### Material for this task
• • • •
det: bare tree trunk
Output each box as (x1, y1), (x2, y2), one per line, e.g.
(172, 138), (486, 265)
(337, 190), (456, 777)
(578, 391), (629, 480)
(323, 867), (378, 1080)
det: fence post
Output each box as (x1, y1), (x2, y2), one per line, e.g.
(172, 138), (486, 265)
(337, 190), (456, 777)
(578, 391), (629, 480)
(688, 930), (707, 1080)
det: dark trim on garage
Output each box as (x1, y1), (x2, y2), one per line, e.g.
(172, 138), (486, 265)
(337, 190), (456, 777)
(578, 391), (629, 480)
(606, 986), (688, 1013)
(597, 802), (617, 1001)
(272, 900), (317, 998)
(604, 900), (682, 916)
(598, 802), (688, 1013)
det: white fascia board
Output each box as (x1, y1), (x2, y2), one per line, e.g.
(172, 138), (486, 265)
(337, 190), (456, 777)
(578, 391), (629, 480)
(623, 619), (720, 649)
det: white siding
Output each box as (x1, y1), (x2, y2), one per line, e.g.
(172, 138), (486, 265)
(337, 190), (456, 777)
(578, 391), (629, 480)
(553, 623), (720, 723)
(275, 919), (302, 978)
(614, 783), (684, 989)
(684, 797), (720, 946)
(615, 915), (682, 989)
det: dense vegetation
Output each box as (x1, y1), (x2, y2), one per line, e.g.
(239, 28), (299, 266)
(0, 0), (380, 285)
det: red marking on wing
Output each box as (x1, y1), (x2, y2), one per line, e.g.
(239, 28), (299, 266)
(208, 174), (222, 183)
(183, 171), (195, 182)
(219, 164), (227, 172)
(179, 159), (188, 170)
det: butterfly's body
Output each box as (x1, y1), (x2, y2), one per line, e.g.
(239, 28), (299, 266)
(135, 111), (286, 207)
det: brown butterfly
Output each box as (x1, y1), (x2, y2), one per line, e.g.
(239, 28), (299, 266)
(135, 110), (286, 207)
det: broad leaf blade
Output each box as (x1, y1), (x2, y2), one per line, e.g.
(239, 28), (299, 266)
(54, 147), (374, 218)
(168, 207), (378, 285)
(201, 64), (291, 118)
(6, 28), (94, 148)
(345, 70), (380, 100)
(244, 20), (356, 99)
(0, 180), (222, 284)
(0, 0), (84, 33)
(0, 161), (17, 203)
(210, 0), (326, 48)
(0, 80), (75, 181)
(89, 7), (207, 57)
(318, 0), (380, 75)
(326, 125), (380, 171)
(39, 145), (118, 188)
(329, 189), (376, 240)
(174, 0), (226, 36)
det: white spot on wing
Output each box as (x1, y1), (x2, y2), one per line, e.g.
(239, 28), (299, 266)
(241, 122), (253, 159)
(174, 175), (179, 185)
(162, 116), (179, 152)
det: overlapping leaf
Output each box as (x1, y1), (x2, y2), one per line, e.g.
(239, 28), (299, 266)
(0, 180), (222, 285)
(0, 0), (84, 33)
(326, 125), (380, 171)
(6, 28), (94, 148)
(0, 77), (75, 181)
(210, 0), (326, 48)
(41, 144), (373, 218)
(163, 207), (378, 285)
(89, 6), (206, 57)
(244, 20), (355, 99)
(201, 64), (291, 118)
• • • •
### Task to carry out
Retype the listing above from its very first line down to and including the line with "(598, 802), (688, 1013)", copying every character the same.

### Full response
det: bare tree trunk
Output each box as (x1, y1), (x2, y2), one per line, e.g.
(172, 138), (486, 265)
(337, 190), (456, 777)
(578, 391), (629, 480)
(323, 867), (378, 1080)
det: fence post
Output each box as (x1, y1), (x2, y2), one per line, e.g.
(172, 138), (486, 265)
(337, 190), (456, 777)
(578, 391), (629, 480)
(688, 930), (707, 1080)
det: dark trim on garage
Output each box as (x1, y1), (x2, y2), one per line, e.g.
(172, 138), (486, 265)
(337, 190), (456, 777)
(578, 391), (629, 480)
(606, 986), (688, 1013)
(597, 802), (617, 1001)
(272, 900), (317, 998)
(604, 900), (682, 916)
(598, 802), (688, 1013)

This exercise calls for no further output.